**TASK PROMPT:** For each line of the data below that contains "loose", return that line.
══ SUPPLIED ENTRIES
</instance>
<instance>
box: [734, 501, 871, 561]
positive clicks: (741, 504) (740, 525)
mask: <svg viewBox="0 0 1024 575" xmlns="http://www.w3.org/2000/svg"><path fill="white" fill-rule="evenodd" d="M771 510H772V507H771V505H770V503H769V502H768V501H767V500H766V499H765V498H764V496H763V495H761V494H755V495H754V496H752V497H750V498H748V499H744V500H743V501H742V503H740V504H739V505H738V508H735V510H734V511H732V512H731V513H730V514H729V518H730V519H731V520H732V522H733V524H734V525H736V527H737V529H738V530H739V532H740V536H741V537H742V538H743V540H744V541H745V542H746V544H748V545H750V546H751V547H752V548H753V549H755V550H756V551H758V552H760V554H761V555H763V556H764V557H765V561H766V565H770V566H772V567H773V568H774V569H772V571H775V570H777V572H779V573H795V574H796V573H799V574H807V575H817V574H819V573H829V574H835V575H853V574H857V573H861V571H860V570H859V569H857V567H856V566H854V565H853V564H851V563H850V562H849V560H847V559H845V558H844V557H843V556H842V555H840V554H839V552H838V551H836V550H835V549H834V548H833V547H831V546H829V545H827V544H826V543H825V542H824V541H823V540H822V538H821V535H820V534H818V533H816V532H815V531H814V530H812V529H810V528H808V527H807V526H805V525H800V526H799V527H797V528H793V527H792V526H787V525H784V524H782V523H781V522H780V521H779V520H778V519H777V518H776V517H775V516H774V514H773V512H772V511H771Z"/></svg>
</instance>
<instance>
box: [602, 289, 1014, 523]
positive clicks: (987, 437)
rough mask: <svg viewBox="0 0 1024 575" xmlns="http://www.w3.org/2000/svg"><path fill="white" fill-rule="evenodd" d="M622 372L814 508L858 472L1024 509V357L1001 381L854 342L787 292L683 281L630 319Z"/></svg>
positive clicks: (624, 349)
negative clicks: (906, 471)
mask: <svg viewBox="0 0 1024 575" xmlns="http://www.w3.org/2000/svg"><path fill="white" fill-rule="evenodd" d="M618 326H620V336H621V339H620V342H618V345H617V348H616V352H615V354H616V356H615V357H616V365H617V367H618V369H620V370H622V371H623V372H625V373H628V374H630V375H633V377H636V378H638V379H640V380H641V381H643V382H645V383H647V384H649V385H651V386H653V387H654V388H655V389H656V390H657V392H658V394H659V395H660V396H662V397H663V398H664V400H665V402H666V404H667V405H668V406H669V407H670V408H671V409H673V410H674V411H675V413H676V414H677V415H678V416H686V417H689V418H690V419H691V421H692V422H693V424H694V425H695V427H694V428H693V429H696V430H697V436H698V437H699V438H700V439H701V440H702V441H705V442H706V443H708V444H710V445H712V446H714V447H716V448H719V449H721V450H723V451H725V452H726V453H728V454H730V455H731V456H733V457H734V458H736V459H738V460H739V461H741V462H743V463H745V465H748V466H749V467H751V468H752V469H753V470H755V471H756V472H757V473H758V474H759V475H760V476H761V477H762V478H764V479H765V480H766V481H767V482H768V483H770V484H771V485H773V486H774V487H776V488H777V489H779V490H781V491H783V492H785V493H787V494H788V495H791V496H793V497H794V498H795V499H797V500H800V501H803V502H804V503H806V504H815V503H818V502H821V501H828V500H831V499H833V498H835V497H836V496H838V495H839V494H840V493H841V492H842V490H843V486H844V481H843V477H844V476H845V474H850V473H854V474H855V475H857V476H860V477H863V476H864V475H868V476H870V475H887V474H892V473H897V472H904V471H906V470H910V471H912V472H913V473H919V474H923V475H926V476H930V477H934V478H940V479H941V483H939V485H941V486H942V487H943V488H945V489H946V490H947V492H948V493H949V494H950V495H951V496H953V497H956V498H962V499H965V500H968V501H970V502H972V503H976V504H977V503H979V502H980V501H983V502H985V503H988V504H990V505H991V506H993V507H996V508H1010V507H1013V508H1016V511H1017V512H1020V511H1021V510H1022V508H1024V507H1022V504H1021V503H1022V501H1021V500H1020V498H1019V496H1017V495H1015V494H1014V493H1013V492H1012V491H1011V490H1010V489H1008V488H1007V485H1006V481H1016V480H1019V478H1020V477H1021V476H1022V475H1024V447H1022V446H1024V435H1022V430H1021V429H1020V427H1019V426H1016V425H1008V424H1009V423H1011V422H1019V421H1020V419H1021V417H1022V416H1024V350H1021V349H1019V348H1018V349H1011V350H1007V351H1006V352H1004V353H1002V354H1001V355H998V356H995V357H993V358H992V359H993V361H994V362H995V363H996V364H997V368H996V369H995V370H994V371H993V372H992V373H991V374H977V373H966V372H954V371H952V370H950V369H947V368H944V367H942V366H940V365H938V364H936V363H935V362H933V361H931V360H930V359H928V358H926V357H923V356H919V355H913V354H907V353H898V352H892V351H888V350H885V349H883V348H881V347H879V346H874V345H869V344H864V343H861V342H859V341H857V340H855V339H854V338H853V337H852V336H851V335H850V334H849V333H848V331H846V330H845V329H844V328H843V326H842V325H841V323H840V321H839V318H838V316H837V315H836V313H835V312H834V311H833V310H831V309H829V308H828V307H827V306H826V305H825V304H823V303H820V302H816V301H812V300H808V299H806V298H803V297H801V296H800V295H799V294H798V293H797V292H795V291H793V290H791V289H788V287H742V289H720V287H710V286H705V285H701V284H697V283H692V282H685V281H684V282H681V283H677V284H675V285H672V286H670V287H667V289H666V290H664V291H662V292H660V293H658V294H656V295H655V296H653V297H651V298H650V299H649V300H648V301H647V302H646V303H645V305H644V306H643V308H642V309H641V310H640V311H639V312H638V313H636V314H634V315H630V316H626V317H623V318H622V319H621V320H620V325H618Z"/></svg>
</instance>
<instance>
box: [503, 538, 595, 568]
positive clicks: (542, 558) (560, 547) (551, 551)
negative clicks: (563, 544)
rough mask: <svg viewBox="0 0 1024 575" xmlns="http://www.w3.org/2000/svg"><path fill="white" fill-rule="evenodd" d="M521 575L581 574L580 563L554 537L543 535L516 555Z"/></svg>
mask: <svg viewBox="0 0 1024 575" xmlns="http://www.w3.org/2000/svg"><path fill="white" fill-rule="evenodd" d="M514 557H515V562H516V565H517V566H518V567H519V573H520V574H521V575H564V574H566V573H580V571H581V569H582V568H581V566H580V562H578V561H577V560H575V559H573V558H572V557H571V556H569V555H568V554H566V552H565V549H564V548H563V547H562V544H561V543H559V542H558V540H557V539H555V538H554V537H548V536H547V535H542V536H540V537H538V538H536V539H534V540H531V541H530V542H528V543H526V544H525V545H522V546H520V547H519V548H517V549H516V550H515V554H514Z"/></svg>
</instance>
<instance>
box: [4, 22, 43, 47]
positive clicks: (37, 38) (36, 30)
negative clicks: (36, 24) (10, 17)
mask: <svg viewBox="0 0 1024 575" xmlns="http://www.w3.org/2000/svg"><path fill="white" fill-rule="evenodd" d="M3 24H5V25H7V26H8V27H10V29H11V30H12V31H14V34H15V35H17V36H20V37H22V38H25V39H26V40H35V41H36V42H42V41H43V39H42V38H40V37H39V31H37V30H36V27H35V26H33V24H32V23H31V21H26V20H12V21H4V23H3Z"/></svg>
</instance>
════
══ SUPPLIED ENTRIES
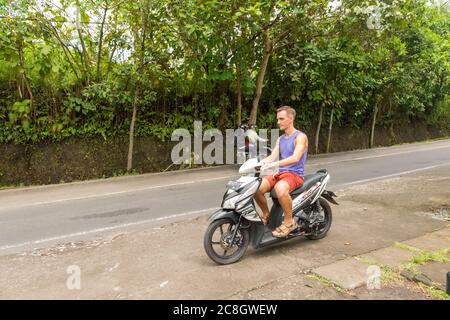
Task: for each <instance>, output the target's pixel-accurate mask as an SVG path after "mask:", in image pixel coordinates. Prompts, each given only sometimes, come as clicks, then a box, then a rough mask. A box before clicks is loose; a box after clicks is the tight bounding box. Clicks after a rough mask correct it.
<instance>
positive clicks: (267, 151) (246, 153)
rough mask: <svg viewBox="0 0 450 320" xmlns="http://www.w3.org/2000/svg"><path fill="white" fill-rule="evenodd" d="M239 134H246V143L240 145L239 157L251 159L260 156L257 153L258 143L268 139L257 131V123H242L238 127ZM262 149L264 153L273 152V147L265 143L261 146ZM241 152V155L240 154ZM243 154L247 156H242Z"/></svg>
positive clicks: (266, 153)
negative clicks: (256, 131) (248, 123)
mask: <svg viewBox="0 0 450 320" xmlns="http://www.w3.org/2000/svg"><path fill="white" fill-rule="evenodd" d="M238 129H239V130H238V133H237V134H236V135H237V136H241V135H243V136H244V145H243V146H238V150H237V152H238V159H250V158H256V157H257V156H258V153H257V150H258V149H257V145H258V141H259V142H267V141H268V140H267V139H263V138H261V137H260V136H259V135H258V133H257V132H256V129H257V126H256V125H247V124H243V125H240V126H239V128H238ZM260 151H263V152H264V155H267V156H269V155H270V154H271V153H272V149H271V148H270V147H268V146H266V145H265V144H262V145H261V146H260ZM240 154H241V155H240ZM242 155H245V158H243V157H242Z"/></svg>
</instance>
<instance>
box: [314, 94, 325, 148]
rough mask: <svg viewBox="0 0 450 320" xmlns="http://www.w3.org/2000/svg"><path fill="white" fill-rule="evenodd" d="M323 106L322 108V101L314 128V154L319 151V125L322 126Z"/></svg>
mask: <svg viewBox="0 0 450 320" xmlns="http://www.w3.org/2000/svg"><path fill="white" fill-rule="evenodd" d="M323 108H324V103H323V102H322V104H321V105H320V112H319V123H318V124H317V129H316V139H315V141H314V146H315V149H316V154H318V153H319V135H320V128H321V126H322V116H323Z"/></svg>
════
══ SUPPLIED ENTRIES
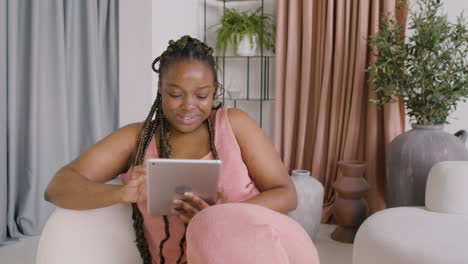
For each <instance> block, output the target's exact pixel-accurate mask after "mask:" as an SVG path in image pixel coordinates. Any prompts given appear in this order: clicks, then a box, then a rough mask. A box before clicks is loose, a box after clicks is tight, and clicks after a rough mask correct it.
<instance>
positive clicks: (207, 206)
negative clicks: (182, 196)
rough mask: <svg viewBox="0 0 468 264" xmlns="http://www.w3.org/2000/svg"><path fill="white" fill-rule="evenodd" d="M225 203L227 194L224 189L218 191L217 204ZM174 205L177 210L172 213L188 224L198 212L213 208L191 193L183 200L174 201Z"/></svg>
════
**ANSWER BOX:**
Task: for each <instance>, output the target's pixel-accurate mask as an SVG path after "mask:", in image pixel coordinates. Prompts, each given only sometimes, come as clicks, then a box, then a rough mask. A box before clicks is loose; a box after clicks is the tight bounding box. Clicks after a rough mask correct it.
For each <instance> block, output the target's exact pixel-accurate mask after "mask:" as an SVG path in image pixel coordinates. Any prompts given appear in this order: clicks, then a box, then a rough mask. A box before clicks is loose, a box after clicks is tight, and clicks after a rough mask correct it.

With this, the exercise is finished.